## EXERCICE ÉCRIT A
Relevez le nom complet de chaque personne nommée dans l'extrait sur Fivory.

#### EXTRAIT

Bon, mais à Strasbourg, ça va marcher, c’est sûr. Le directeur des Vitrines de Strasbourg, Pierre Bardet, croit au concept :
« Fivory est bien plus qu’un simple système de paiement, c’est tout un écosystème de la relation client, qui inclut un programme de fidélisation et des outils marketing. On le recommande aux commerçants de Strasbourg parce que c’est le seul moyen pour eux d’avoir accès aux téléphones portables des gens, un accès dont disposent déjà les grandes marques qui envoient des sms avec leurs promotions ou lorsque des clients potentiels passent à proximité de leurs enseignes. Une centaine de commerces à Strasbourg proposeront Fivory dès son lancement, et d’autres annonces d’envergure sont prévues en septembre. »
Du côté des commerçants, on tente souvent l’expérience sans en attendre des miracles. Pour Michaël Montouliou, qui a repris Charlie & Co, un magasin de vêtements pour enfants à la Robertsau il y a quelques mois, Fivory est l’occasion de se faire connaître :
« Je n’ai pas encore de site Internet, Fivory permet d’avoir un pied dans les nouvelles technologies. Et puis c’est gratuit pendant la phase de lancement jusqu’en octobre et sans engagement, je ne risque donc pas grand chose à essayer. Ils m’ont juste fortement recommandé de faire une promotion de 25% le samedi 13 juin, mais je fais ce que je veux. »
« Le modèle économique des paiements électroniques, c’est le volume »
Patrice Bernard, consultant en innovation et blogueur, suit de près les évolutions des systèmes de paiement. Pour lui, Fivory devra croître rapidement pour éviter d’être recapitalisé trop souvent par le Crédit Mutuel.
Comment expliquer l’échec des tentatives de paiements dématérialisés jusqu’ici ?
Aucun paiement sur mobile n’apporte une valeur visible suffisante au consommateur et/ou marchand qui justifierait d’abandonner des méthodes (carte ou espèces, en particulier) qui sont ancrées dans nos habitudes depuis des décennies, voire des siècles, et qui sont extrêmement simples à utiliser. Ce dernier point est, en particulier, essentiel : aucun paiement sur mobile n’est plus simple qu’un paiement par carte, tout en inspirant une confiance totale.
Quels sont les craintes pour la sécurité des transactions ?

########
#### LISTE DE DONNÉES

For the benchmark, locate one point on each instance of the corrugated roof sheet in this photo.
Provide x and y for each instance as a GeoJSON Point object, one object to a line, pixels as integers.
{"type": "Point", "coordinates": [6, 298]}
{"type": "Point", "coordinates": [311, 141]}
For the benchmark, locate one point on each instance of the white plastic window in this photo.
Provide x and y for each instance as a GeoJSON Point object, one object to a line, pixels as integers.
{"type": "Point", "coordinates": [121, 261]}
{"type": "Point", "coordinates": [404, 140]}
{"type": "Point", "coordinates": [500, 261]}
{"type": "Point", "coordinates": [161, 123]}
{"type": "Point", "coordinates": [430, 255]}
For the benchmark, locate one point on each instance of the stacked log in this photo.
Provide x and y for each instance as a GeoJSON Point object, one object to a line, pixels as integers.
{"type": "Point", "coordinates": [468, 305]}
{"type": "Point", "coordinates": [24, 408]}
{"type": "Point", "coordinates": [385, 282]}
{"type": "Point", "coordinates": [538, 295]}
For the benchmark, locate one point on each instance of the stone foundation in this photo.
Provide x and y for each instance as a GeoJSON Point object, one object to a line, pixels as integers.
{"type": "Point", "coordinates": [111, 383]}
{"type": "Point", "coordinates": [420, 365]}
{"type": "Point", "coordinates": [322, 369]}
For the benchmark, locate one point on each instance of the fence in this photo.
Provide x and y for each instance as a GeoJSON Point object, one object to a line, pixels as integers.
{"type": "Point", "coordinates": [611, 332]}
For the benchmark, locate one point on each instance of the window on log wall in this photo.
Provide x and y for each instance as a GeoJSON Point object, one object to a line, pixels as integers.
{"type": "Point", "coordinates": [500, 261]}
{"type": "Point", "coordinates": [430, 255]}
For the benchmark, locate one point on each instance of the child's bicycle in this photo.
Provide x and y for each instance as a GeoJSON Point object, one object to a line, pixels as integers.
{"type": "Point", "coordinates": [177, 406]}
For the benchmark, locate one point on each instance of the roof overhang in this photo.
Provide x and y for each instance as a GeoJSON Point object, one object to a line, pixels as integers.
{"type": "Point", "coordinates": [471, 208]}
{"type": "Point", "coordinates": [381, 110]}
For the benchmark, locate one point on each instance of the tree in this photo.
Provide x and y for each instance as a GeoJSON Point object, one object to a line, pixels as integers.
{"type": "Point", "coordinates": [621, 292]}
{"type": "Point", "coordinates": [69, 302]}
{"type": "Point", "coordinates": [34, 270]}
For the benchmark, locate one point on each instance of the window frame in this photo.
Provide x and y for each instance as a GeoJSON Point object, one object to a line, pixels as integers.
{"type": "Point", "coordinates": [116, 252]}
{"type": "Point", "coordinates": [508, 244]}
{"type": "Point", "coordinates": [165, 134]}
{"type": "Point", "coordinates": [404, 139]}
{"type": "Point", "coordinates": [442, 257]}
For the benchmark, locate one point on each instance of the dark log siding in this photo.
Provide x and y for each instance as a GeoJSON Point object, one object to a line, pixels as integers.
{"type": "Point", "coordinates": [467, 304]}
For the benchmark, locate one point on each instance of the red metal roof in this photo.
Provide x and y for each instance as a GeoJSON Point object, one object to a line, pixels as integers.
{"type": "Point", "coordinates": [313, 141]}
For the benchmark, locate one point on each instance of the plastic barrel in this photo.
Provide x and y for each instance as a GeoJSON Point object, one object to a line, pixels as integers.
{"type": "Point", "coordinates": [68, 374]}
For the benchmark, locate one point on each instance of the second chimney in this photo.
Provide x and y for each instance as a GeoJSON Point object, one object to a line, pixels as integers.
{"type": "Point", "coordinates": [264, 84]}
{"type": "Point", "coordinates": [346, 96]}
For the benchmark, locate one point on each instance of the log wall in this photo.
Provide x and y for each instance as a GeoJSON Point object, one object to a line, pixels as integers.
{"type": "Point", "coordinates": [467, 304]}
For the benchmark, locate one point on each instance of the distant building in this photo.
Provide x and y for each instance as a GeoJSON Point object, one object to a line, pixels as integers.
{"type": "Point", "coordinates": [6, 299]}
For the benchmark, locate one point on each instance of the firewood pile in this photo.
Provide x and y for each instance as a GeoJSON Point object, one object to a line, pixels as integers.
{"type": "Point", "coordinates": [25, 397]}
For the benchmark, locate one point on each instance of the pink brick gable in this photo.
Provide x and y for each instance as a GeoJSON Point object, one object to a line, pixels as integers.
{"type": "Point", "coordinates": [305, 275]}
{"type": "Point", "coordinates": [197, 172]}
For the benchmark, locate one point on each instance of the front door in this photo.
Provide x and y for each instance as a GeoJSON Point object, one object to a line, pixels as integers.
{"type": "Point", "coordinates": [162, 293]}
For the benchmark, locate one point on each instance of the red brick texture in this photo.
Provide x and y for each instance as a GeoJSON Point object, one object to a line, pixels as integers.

########

## EXERCICE ÉCRIT B
Filtrez la liste pour n'en garder que les lignes contenant le mot « roof », en tenant compte de la casse, et recopiez-les toutes.

## RÉPONSE A
Pierre Bardet
Michaël Montouliou
Patrice Bernard

## RÉPONSE B
For the benchmark, locate one point on each instance of the corrugated roof sheet in this photo.
For the benchmark, locate one point on each instance of the roof overhang in this photo.
For the benchmark, locate one point on each instance of the red metal roof in this photo.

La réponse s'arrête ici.